What is being asked → Where the line containing "positive clicks: (106, 257) (106, 255)" appears in the records below, begin there and output each line verbatim through the last line.
================
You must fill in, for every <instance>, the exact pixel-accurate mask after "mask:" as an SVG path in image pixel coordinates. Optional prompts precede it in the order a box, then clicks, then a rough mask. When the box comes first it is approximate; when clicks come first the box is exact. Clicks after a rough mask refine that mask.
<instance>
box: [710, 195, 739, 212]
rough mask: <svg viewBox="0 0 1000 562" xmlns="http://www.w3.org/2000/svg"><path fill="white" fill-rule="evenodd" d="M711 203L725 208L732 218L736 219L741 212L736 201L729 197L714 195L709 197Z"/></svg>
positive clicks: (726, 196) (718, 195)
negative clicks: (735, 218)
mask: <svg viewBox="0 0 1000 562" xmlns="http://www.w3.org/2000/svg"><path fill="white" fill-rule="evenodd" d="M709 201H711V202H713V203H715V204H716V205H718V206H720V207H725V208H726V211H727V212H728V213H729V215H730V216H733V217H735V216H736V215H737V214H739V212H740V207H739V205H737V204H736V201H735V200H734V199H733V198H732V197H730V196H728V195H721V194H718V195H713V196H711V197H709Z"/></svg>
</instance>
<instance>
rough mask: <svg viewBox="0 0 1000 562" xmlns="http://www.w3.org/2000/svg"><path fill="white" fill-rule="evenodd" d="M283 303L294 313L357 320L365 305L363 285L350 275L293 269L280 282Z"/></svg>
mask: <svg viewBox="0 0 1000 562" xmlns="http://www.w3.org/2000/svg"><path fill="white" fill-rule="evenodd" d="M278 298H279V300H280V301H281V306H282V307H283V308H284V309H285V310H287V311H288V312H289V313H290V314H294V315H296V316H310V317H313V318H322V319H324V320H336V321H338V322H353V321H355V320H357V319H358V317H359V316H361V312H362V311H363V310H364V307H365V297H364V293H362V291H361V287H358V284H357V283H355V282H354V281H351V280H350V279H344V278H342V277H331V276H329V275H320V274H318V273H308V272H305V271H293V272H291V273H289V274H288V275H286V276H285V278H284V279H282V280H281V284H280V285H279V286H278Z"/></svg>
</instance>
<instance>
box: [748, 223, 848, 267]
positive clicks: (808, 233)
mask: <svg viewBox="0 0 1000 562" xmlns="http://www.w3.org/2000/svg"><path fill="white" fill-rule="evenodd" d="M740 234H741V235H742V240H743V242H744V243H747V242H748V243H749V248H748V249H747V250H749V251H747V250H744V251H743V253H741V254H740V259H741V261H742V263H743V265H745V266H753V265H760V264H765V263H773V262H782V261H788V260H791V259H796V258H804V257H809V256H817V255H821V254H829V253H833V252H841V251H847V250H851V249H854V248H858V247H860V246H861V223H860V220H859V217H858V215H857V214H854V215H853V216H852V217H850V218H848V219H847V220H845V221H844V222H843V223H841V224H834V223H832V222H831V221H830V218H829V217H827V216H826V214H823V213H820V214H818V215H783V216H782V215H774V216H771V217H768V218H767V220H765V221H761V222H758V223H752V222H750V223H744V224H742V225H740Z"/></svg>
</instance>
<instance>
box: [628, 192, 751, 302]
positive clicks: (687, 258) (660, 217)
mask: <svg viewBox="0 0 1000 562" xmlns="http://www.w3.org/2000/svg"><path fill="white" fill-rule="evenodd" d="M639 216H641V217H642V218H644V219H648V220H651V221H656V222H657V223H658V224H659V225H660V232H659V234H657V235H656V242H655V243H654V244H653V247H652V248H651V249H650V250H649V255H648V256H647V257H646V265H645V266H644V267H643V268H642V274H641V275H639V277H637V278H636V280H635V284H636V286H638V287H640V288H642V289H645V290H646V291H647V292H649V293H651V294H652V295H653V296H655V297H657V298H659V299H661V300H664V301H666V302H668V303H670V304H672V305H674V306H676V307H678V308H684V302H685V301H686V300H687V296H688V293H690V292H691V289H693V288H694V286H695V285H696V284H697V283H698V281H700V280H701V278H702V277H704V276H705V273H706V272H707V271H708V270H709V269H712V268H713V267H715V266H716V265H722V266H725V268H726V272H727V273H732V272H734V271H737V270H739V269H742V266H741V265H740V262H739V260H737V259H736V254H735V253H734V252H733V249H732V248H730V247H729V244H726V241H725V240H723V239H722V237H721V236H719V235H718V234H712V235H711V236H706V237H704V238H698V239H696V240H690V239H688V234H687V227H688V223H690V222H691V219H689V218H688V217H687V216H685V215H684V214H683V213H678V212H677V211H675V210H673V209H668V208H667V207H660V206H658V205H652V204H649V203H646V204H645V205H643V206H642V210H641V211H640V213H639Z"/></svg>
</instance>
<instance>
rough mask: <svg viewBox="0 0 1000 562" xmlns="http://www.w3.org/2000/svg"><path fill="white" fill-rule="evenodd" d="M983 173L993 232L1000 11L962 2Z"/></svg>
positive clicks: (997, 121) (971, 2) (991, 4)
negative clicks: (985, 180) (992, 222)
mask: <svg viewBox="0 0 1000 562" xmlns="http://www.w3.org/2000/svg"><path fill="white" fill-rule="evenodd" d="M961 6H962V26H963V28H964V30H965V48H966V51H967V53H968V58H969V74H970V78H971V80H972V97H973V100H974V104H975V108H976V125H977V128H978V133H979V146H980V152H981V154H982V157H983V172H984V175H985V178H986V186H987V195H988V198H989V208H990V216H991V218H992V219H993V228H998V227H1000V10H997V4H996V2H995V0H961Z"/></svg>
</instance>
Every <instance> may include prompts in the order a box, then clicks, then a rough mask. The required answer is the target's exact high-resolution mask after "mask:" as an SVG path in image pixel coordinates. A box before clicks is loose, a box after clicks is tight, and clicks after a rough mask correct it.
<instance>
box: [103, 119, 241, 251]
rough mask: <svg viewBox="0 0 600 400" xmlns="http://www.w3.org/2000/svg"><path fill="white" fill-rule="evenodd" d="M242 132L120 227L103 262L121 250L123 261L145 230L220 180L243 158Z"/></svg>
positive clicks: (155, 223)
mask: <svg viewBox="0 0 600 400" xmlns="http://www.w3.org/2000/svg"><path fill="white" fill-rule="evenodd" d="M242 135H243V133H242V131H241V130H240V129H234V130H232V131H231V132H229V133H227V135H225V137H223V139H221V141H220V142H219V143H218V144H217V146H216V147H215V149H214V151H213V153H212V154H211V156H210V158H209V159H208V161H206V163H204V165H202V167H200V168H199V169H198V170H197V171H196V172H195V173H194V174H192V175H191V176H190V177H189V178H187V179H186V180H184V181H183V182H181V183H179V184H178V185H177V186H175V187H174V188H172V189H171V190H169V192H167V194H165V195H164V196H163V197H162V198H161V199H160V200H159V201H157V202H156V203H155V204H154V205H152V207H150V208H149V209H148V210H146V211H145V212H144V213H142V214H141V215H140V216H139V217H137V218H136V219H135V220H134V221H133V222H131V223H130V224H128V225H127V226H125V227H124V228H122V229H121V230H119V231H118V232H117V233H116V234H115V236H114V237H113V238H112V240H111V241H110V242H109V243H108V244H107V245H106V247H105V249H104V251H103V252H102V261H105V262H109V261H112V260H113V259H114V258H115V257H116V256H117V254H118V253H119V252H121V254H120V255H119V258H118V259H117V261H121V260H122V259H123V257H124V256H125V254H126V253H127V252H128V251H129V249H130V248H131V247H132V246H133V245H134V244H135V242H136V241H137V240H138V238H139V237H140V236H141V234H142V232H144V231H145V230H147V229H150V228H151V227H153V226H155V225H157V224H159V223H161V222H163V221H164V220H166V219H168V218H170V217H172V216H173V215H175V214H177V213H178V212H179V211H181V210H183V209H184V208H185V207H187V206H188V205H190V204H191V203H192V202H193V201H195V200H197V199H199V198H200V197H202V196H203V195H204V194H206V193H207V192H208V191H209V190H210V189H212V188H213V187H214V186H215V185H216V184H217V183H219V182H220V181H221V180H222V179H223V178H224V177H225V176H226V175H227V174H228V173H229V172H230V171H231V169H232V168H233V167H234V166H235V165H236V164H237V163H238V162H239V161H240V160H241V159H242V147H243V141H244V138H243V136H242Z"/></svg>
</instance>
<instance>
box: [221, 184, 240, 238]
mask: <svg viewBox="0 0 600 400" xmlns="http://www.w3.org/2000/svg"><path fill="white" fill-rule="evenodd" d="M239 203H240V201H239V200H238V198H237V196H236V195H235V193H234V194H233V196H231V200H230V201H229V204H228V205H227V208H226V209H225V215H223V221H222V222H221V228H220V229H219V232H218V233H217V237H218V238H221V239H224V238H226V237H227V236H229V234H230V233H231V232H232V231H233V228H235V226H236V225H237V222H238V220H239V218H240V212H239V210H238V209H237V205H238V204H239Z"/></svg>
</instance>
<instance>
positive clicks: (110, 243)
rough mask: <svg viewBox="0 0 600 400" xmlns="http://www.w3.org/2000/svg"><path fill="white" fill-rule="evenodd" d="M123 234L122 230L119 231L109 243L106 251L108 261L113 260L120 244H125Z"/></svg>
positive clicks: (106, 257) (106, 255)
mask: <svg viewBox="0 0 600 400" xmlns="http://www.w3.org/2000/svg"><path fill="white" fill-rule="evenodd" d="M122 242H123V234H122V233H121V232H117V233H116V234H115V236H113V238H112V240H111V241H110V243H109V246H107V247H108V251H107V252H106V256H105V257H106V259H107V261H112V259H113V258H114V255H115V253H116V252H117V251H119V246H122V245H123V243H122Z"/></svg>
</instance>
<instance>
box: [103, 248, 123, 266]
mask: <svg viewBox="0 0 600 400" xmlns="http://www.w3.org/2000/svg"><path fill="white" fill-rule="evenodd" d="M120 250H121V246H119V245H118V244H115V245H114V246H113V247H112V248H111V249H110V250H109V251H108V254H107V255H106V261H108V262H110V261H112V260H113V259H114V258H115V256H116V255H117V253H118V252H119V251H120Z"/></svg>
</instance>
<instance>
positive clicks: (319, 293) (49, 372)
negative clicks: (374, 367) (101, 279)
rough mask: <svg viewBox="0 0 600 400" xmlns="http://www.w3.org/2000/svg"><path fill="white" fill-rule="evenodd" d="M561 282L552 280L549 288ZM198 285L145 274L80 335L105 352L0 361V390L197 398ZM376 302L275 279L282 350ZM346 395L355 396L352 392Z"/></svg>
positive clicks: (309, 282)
================
Completed task →
positive clicks: (106, 257) (106, 255)
mask: <svg viewBox="0 0 600 400" xmlns="http://www.w3.org/2000/svg"><path fill="white" fill-rule="evenodd" d="M122 242H123V234H122V233H121V232H117V233H116V234H115V236H113V238H112V240H111V241H110V243H109V246H107V247H108V251H107V252H106V256H105V257H106V259H107V261H112V259H113V258H114V255H115V253H116V252H117V251H119V246H122V245H123V243H122Z"/></svg>
</instance>
<instance>
box: [103, 248, 123, 266]
mask: <svg viewBox="0 0 600 400" xmlns="http://www.w3.org/2000/svg"><path fill="white" fill-rule="evenodd" d="M120 250H121V246H119V245H118V244H115V245H114V246H113V247H112V248H111V249H110V250H109V251H108V254H107V255H106V261H108V262H110V261H112V260H113V259H114V258H115V256H116V255H117V253H118V252H119V251H120Z"/></svg>
</instance>
<instance>
positive clicks: (319, 293) (49, 372)
negative clicks: (374, 367) (101, 279)
rough mask: <svg viewBox="0 0 600 400" xmlns="http://www.w3.org/2000/svg"><path fill="white" fill-rule="evenodd" d="M561 282L552 280L549 288ZM198 285L145 274L80 335L105 352L0 361V390L197 398ZM376 302L275 279L282 350ZM346 395L355 396L352 392Z"/></svg>
positive clicks: (309, 282)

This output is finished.